Stored items from a collection:
══════════

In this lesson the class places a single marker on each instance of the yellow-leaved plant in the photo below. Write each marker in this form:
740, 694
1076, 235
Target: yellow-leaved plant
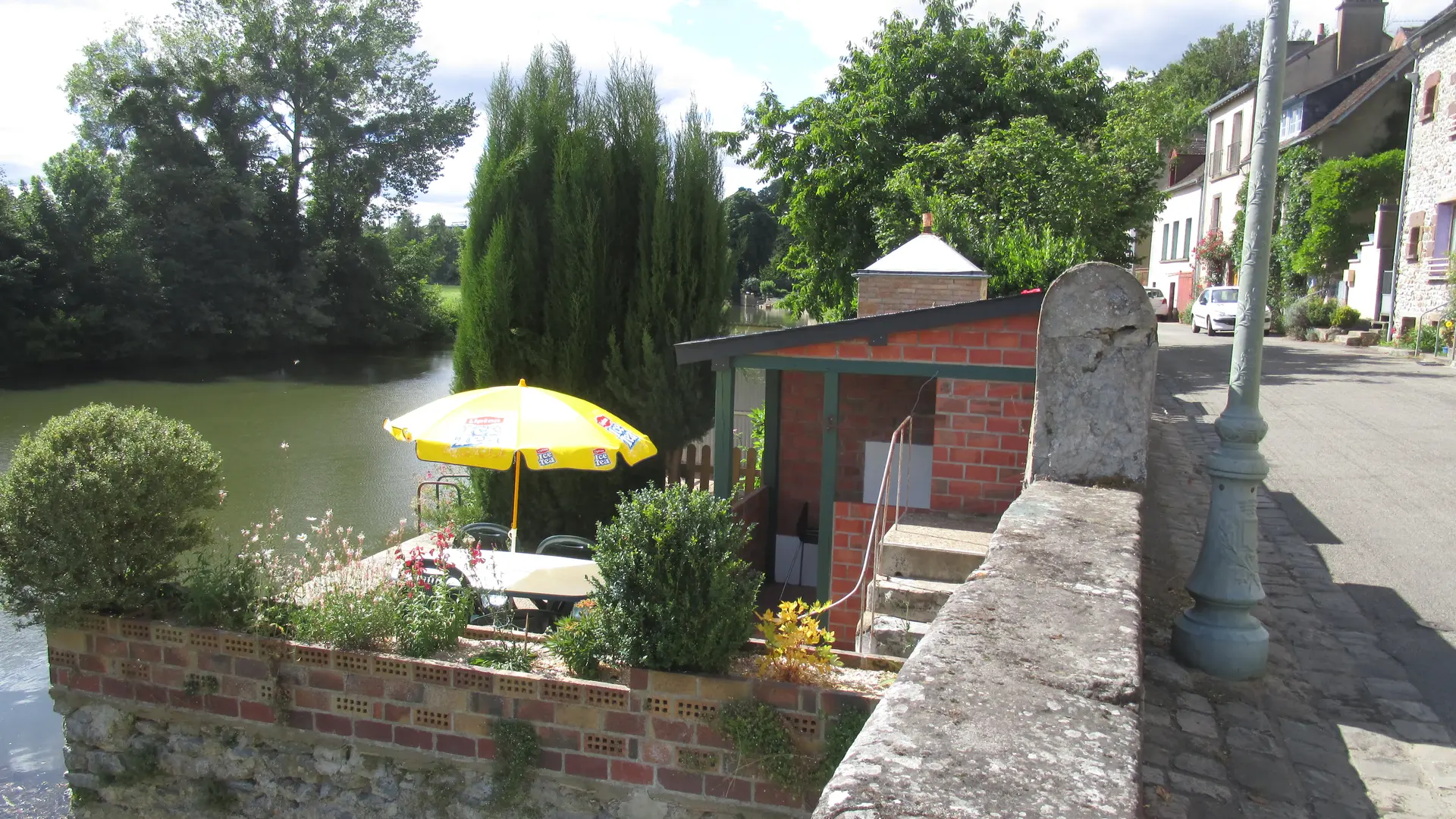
799, 649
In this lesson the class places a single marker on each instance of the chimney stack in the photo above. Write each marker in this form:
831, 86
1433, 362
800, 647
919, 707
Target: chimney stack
1360, 27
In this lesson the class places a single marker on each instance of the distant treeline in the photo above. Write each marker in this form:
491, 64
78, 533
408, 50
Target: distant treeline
237, 190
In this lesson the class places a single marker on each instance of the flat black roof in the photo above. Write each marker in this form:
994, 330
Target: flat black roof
870, 327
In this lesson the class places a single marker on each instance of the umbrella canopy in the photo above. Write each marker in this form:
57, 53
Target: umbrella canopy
552, 430
506, 426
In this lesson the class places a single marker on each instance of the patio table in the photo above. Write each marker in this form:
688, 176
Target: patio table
523, 575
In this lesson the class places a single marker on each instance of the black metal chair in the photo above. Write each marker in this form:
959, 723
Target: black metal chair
492, 537
565, 545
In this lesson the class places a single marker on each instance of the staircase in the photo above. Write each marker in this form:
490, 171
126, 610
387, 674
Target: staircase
924, 558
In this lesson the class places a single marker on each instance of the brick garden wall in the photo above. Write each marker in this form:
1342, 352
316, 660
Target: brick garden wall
651, 733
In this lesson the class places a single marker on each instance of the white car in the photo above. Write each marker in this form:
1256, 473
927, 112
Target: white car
1215, 311
1161, 308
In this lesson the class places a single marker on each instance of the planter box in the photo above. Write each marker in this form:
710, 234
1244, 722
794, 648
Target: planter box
654, 732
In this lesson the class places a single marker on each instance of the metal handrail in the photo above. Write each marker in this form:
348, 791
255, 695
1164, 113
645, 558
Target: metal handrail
419, 497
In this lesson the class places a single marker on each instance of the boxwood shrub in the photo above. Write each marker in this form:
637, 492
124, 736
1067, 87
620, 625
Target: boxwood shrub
674, 592
95, 509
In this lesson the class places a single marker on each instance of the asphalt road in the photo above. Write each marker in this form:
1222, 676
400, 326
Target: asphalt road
1362, 453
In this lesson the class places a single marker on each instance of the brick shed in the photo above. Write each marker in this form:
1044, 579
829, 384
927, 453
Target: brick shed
965, 372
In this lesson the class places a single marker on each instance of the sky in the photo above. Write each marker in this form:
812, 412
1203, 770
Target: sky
718, 53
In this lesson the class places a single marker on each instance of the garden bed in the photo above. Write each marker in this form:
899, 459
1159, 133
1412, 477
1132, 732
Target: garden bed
653, 729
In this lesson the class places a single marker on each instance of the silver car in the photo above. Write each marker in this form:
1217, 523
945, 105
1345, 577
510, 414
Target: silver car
1216, 309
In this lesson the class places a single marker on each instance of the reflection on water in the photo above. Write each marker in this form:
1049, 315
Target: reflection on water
328, 410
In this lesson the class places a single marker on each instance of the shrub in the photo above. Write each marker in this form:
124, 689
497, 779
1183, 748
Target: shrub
580, 642
431, 620
1345, 316
1320, 311
223, 591
95, 509
799, 649
348, 618
1296, 319
674, 595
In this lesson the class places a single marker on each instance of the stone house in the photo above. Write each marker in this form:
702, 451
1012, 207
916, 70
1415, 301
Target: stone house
1429, 191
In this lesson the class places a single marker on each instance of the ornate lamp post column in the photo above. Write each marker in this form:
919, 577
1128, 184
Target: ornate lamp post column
1219, 634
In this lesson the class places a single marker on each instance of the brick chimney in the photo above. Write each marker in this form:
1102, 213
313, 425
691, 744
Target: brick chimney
922, 273
1360, 27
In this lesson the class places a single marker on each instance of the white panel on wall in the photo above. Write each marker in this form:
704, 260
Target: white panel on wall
913, 472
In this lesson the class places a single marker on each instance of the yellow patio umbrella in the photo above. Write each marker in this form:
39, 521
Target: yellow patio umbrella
503, 426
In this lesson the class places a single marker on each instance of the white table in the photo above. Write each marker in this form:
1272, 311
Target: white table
520, 575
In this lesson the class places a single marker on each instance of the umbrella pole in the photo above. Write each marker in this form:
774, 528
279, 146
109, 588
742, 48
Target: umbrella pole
516, 502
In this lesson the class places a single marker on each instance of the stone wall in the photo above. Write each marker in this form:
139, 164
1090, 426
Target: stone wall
1421, 281
1022, 698
651, 735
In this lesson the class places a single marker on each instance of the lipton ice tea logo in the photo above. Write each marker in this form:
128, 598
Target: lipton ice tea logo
481, 431
619, 431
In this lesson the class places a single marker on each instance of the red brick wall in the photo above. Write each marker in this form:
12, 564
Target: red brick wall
801, 442
852, 522
870, 409
982, 431
635, 733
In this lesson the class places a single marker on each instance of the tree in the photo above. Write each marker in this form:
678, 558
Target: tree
753, 235
258, 137
1343, 199
596, 241
896, 114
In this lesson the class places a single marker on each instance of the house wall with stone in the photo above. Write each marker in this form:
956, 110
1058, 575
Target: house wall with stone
1430, 188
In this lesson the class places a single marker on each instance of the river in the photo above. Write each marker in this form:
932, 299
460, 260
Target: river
327, 409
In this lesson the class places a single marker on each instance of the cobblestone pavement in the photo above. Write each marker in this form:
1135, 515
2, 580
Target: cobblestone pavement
1334, 730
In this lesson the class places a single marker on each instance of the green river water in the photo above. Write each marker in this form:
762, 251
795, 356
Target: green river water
328, 410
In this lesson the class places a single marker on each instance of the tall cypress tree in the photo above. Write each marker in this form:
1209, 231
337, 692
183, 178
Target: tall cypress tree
596, 242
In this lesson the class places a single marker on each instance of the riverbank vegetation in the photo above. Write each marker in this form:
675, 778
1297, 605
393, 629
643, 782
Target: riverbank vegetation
232, 190
596, 241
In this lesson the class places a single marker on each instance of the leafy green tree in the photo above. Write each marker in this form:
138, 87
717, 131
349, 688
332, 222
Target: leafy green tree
1343, 199
596, 241
894, 129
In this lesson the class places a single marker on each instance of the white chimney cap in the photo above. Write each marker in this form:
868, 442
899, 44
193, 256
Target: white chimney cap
925, 256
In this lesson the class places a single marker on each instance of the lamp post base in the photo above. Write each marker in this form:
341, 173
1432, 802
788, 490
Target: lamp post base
1223, 642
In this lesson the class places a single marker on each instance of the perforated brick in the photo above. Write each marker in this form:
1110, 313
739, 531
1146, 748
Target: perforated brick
606, 697
169, 634
202, 640
239, 645
805, 726
391, 668
511, 686
473, 679
96, 623
433, 719
134, 670
561, 691
604, 745
701, 711
351, 706
351, 662
310, 656
696, 761
437, 675
136, 630
60, 657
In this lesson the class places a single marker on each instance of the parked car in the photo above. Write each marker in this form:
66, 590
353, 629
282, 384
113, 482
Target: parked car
1216, 308
1161, 308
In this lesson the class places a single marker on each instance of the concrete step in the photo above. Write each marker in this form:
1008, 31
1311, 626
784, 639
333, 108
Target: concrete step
937, 545
896, 637
908, 598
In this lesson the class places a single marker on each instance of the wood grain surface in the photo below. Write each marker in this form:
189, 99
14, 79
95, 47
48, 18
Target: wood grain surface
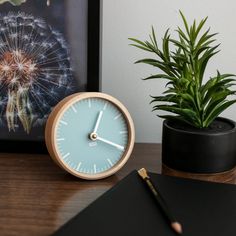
37, 197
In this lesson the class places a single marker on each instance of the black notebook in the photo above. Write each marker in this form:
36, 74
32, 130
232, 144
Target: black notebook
128, 209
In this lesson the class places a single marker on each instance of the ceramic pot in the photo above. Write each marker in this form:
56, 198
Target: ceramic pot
208, 150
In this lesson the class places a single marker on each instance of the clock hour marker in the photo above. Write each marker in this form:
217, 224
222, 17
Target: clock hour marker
60, 139
109, 161
78, 166
74, 109
89, 101
117, 117
63, 122
66, 155
124, 132
105, 106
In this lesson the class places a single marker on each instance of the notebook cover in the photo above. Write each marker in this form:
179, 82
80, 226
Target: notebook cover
203, 208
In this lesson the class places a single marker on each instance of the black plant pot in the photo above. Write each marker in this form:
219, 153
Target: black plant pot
208, 150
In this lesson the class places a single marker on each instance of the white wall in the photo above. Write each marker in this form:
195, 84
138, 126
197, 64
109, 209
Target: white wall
133, 18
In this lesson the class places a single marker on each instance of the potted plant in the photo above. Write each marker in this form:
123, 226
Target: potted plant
195, 138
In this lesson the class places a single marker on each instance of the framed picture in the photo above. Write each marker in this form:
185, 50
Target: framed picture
49, 49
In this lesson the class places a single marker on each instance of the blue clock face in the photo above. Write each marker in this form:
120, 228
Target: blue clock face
91, 136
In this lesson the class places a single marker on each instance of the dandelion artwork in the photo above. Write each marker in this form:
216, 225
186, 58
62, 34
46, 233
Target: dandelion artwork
44, 57
34, 70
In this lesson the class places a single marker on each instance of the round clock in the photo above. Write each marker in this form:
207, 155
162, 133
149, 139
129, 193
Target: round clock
90, 135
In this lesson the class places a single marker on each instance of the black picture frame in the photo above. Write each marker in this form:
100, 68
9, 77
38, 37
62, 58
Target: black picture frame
93, 35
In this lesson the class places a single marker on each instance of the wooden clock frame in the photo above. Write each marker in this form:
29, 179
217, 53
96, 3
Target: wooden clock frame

══════════

= EXERCISE DIRECTIONS =
Set down exactly the lines beginning at the one that holds "Target: dandelion artwork" and ending with the last line of the data.

= COMPLETED TASK =
Target: dandelion artwork
44, 57
34, 70
In this lesson the class places a single marker on each instance of the round clock in the photo above. Write each marker in this form:
207, 155
162, 133
149, 139
129, 193
Target: round clock
90, 135
In this lesson the class places a single marker on each instance of the black picture frame in the photo above. Write each marker in this form:
100, 68
9, 77
38, 37
62, 58
Target: black picture frame
93, 35
In this lesson the class places a single marker on each instance of the wooden clock frame in the photo above. Write each marker in this form:
29, 179
217, 53
96, 3
Target: wooden clock frame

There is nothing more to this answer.